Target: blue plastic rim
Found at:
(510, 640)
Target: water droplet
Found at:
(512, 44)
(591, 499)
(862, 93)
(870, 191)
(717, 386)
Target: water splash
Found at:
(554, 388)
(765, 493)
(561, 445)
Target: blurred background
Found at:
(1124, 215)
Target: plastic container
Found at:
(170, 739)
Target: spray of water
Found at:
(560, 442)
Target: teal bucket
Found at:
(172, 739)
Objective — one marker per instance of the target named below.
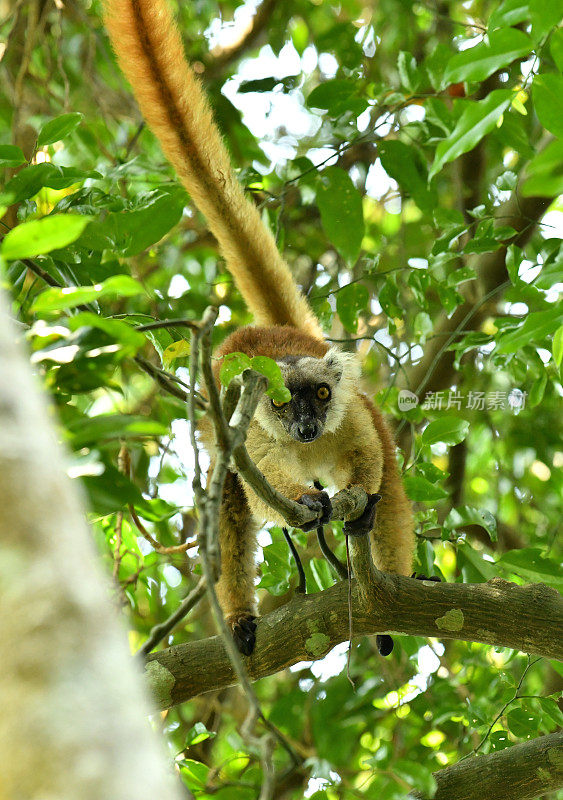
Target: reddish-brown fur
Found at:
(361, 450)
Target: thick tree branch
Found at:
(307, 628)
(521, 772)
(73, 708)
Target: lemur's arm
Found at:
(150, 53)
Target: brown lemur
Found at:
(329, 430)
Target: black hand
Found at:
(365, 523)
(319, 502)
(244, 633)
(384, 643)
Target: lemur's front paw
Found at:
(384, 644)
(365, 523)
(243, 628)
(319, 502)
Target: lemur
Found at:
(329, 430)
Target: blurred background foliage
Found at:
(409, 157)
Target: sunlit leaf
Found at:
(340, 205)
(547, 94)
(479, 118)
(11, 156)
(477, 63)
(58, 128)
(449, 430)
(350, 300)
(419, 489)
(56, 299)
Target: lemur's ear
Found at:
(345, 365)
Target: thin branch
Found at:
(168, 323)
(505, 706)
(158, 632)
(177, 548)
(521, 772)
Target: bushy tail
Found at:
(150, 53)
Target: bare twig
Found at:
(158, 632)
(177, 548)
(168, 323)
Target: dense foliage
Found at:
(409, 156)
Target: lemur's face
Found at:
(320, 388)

····················

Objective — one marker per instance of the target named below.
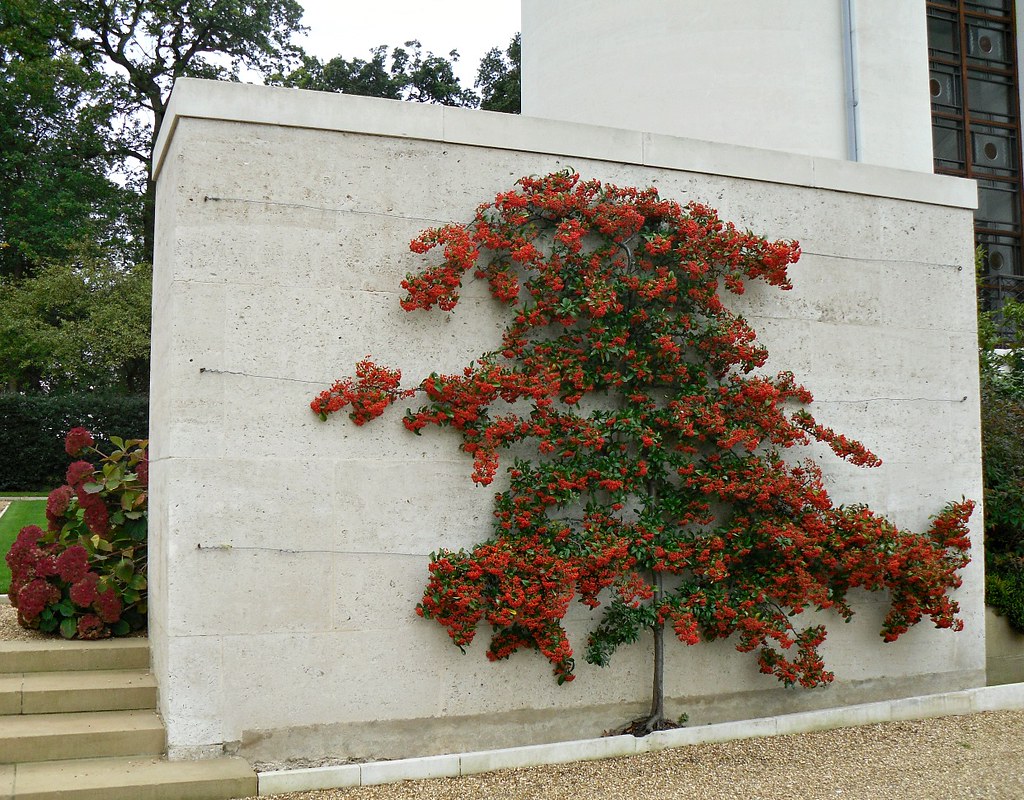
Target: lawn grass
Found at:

····················

## Aim of the exercise
Tally the lines in the entries above that contain the word "foliage", and give only that number.

## Written response
2